Entries pointing to labeled objects:
● ● ● ● ●
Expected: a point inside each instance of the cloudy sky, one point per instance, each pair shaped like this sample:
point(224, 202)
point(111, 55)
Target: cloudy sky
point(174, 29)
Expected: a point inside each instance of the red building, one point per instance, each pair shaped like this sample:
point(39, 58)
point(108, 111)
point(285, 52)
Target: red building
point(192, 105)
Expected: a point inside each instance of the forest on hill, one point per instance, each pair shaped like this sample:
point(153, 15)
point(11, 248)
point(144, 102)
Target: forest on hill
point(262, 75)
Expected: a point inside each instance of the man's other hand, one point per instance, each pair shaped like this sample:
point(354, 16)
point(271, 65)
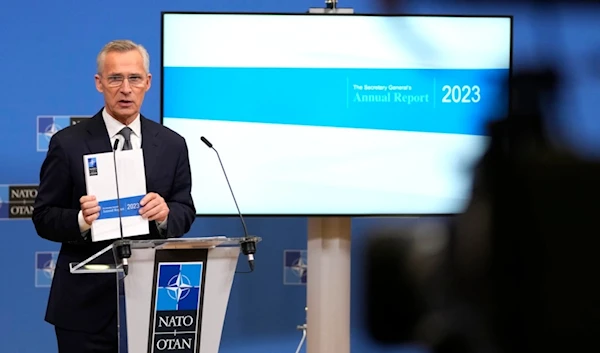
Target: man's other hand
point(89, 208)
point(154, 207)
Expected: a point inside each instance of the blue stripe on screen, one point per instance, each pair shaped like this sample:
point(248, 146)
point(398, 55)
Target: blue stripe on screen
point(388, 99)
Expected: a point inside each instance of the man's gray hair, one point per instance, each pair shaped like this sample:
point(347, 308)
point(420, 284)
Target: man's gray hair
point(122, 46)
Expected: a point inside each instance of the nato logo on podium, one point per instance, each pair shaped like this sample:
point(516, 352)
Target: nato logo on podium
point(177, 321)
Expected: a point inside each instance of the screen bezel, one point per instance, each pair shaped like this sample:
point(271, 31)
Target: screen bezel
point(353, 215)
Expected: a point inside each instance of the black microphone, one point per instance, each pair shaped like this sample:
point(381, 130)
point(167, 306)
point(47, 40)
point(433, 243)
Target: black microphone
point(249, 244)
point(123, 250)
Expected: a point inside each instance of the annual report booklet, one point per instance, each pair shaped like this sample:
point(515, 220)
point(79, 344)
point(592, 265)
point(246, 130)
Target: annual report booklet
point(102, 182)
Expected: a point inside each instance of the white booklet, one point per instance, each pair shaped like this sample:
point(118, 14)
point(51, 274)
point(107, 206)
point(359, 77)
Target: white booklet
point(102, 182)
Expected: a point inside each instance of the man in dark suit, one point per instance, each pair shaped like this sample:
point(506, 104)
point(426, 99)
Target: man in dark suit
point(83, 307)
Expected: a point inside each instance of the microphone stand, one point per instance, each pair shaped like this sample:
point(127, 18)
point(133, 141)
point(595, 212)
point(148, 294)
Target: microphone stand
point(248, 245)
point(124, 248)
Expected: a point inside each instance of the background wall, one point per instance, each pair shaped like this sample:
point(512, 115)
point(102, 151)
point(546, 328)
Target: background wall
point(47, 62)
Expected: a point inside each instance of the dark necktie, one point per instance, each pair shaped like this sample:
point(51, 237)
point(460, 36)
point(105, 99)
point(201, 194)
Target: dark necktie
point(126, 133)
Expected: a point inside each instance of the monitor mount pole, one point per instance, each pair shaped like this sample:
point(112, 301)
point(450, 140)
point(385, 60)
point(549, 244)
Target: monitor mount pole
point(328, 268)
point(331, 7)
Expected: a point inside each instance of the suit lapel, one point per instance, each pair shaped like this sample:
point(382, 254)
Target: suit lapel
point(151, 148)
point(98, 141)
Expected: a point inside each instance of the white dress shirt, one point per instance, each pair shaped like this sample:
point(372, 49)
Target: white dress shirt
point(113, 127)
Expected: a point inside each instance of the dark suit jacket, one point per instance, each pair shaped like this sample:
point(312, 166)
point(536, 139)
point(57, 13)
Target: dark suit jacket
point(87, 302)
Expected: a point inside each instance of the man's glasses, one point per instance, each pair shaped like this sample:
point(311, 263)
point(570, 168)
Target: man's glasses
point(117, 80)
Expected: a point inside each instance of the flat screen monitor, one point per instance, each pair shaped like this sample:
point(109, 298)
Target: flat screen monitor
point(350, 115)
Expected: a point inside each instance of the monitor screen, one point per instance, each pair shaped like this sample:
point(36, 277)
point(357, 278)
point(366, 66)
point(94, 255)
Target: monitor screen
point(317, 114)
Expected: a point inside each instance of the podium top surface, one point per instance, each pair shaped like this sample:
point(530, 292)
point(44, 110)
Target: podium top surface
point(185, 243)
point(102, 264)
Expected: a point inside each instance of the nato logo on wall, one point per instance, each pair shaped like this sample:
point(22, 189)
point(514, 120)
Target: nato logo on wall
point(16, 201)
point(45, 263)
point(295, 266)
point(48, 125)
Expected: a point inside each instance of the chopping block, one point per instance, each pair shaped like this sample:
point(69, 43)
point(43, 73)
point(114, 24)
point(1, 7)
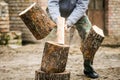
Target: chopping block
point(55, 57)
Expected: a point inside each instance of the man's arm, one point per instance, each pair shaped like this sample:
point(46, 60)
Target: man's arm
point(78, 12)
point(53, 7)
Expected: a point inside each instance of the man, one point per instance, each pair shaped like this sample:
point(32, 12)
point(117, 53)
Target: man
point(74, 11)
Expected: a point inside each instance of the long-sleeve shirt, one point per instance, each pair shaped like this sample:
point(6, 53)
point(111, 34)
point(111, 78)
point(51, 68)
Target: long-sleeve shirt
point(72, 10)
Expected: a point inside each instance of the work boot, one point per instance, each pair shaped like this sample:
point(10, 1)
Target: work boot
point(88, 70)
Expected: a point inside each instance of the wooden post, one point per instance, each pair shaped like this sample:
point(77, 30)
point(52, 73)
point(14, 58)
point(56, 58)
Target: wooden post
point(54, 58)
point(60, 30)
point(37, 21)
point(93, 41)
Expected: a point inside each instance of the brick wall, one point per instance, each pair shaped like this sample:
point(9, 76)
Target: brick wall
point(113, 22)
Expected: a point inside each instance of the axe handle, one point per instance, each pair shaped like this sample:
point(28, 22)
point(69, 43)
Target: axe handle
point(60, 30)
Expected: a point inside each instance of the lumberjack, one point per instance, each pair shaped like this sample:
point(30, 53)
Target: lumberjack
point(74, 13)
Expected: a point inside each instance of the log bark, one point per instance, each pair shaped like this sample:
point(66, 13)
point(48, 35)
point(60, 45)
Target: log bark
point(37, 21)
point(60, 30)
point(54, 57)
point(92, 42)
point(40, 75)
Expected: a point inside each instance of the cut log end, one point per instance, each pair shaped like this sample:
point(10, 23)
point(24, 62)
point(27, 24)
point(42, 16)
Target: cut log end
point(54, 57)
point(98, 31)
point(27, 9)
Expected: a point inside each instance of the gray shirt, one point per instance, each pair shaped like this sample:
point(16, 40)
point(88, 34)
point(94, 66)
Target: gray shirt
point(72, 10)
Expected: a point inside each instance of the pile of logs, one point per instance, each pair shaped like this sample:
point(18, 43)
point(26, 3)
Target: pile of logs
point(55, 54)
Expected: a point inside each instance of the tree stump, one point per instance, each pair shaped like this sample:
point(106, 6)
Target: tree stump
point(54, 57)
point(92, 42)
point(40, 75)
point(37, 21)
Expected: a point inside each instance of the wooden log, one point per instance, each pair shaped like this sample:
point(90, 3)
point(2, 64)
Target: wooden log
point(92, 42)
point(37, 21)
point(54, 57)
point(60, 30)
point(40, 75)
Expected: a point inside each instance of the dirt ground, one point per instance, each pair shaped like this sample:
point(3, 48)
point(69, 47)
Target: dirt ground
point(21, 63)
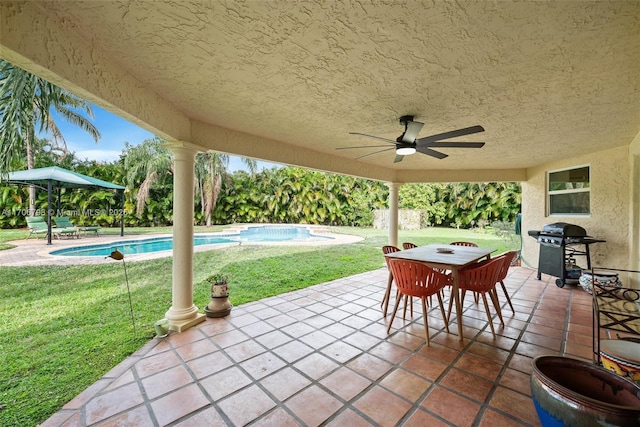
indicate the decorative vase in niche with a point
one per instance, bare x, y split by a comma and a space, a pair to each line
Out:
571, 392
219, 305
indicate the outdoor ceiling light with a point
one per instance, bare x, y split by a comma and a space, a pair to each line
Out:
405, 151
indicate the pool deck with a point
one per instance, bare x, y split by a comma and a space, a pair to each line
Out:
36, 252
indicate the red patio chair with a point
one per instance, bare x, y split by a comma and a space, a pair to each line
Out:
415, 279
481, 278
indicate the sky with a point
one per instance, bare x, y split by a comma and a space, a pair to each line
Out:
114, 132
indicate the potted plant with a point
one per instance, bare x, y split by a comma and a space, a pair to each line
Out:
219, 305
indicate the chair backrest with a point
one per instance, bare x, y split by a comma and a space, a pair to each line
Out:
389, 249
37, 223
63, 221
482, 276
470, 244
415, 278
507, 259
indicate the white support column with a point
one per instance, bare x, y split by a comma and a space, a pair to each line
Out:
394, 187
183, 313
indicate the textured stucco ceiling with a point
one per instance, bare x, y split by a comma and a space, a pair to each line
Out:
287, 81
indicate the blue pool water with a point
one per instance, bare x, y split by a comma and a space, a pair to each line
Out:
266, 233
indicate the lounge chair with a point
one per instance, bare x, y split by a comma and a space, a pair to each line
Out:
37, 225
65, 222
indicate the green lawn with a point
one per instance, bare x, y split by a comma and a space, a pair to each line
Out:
● ● ● ● ●
Description of the task - Rewrite each line of the listing, beginning with the line containing "Expected: a point inside each instance of the white dress" and continuing through the line containing "point(350, 115)", with the requests included. Scale the coordinates in the answers by 1.1 and round them to whole numbers, rounding halves up; the sample coordinates inside the requests stay as they are.

Answer for this exercise -
Expected: a point inside each instance of the white dress shirt, one point per instance, each pair shaped like this sample:
point(372, 49)
Target: white dress shirt
point(124, 140)
Expected: a point inside each instance of the dark suit jacket, one point per instance, each pair shaped like this sample:
point(312, 166)
point(536, 139)
point(57, 13)
Target: dark suit jacket
point(96, 332)
Expected: a point inside each instance of the man's glasses, one point per instance, each pair shaped like this sample:
point(311, 263)
point(570, 168)
Target: man's glasses
point(129, 88)
Expected: a point inside each instance of the flat screen monitor, one point per instance, each pair shaped like this sample:
point(109, 298)
Target: flat screen monitor
point(385, 127)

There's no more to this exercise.